Entries supplied
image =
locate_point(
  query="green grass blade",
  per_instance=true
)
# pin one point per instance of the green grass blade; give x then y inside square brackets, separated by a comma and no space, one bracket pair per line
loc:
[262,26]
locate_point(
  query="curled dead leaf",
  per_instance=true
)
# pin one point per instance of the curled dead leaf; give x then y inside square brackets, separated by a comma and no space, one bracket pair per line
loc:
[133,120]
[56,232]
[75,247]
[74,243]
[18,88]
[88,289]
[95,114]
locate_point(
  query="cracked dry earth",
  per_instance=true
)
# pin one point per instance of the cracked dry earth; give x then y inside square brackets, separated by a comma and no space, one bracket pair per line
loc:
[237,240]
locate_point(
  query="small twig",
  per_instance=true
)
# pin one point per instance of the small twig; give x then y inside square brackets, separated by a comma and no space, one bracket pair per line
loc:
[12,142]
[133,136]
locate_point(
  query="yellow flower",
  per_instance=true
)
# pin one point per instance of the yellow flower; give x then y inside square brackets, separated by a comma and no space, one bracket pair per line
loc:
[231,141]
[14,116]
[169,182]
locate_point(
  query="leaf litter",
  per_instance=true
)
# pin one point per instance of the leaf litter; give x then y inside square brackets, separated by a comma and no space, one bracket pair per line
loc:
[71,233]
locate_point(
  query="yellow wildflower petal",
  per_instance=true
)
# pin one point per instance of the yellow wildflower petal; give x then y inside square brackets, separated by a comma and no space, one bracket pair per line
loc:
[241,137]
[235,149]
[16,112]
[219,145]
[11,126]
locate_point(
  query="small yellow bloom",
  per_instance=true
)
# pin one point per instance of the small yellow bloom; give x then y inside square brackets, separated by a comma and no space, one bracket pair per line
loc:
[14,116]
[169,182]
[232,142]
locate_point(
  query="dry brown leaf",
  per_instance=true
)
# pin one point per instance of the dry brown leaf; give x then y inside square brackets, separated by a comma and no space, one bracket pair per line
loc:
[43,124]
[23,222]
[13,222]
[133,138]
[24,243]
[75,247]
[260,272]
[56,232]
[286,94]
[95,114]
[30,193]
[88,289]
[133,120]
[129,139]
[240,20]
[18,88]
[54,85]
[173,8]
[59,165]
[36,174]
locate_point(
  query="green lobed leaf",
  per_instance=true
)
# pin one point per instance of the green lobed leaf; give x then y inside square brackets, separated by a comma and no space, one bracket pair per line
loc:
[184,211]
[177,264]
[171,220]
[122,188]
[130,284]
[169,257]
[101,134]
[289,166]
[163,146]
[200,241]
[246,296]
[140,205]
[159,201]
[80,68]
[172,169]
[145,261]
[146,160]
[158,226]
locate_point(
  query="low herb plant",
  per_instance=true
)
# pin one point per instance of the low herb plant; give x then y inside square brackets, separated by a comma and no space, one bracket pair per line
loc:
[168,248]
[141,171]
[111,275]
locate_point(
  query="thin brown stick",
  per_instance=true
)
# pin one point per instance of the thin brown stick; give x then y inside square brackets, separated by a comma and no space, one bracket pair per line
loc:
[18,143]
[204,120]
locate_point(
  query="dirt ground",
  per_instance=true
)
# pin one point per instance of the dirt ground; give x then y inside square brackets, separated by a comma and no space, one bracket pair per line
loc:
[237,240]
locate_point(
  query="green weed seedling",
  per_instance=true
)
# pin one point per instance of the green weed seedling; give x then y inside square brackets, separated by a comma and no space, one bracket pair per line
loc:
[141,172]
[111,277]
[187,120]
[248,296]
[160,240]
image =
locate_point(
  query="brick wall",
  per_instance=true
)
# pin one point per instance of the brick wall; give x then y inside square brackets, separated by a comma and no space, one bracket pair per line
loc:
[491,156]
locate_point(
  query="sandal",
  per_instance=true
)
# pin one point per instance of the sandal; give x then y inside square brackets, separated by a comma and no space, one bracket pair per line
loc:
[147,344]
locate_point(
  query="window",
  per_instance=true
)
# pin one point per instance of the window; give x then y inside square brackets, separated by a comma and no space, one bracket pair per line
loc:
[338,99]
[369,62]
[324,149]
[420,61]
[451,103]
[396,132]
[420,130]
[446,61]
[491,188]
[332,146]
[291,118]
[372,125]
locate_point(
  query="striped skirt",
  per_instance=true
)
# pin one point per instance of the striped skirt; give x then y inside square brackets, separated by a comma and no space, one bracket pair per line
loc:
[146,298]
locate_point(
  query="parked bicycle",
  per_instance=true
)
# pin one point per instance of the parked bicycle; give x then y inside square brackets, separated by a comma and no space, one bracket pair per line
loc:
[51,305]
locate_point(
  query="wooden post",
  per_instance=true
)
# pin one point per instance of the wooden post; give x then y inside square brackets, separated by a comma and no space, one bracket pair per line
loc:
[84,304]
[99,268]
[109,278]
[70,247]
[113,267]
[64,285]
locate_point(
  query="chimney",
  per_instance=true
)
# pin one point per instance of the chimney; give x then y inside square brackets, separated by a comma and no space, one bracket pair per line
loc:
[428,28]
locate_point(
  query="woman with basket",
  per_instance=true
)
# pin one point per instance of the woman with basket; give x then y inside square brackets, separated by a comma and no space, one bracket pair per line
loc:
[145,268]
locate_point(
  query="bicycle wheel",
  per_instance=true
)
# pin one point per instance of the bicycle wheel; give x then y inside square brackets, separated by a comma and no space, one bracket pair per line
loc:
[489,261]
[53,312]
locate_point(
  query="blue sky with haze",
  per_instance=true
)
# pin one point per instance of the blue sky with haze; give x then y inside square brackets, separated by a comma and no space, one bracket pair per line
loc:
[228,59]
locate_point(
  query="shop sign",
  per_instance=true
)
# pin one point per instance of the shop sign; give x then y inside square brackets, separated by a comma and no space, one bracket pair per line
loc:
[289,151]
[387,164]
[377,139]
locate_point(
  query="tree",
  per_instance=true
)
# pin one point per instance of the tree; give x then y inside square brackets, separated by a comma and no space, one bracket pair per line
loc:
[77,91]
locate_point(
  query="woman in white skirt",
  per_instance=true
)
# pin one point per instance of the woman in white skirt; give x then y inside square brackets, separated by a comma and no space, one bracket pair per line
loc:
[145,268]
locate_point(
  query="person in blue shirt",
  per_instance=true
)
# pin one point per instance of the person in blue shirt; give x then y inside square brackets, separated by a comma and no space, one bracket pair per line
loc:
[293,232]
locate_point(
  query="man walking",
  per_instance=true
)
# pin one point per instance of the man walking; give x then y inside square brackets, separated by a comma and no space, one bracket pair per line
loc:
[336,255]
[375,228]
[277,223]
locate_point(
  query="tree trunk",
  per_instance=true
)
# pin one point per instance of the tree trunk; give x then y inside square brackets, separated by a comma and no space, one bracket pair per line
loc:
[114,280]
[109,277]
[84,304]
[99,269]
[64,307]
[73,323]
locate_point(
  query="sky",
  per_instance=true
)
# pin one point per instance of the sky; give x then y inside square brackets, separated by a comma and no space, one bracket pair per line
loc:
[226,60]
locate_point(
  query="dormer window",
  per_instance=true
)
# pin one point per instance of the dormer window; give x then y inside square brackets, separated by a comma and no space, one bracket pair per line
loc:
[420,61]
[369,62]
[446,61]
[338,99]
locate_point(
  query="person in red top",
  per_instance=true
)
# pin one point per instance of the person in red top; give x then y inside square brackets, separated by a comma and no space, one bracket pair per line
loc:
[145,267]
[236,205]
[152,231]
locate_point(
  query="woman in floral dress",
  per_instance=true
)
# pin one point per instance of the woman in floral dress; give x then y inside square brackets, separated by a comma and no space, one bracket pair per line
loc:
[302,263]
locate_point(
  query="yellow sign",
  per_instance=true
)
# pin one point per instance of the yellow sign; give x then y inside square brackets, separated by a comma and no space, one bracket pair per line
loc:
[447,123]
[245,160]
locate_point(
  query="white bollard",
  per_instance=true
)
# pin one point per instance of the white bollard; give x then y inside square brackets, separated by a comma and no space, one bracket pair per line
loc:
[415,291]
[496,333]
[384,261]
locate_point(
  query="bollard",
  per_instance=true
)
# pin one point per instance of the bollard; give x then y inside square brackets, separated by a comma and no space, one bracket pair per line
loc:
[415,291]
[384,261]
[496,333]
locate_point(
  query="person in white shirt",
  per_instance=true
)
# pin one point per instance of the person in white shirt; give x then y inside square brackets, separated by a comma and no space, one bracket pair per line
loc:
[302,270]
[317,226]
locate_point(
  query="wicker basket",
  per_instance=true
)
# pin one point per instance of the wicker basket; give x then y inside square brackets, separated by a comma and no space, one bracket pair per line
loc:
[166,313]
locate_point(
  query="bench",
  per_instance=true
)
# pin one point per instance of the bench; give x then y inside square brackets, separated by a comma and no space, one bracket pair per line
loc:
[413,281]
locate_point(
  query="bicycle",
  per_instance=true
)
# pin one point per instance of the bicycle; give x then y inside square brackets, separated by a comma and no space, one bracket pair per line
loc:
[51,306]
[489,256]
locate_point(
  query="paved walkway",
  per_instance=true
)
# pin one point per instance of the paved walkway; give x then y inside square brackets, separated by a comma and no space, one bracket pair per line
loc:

Objective
Which lines of the items above contain the string "wooden", matching case? Pick out every such line and copy it in full.

Exercise result
  query="wooden post",
# pin one point per instance of the wooden post; give x then y inside square brackets, separated by a comma and no space, one bracket pair per line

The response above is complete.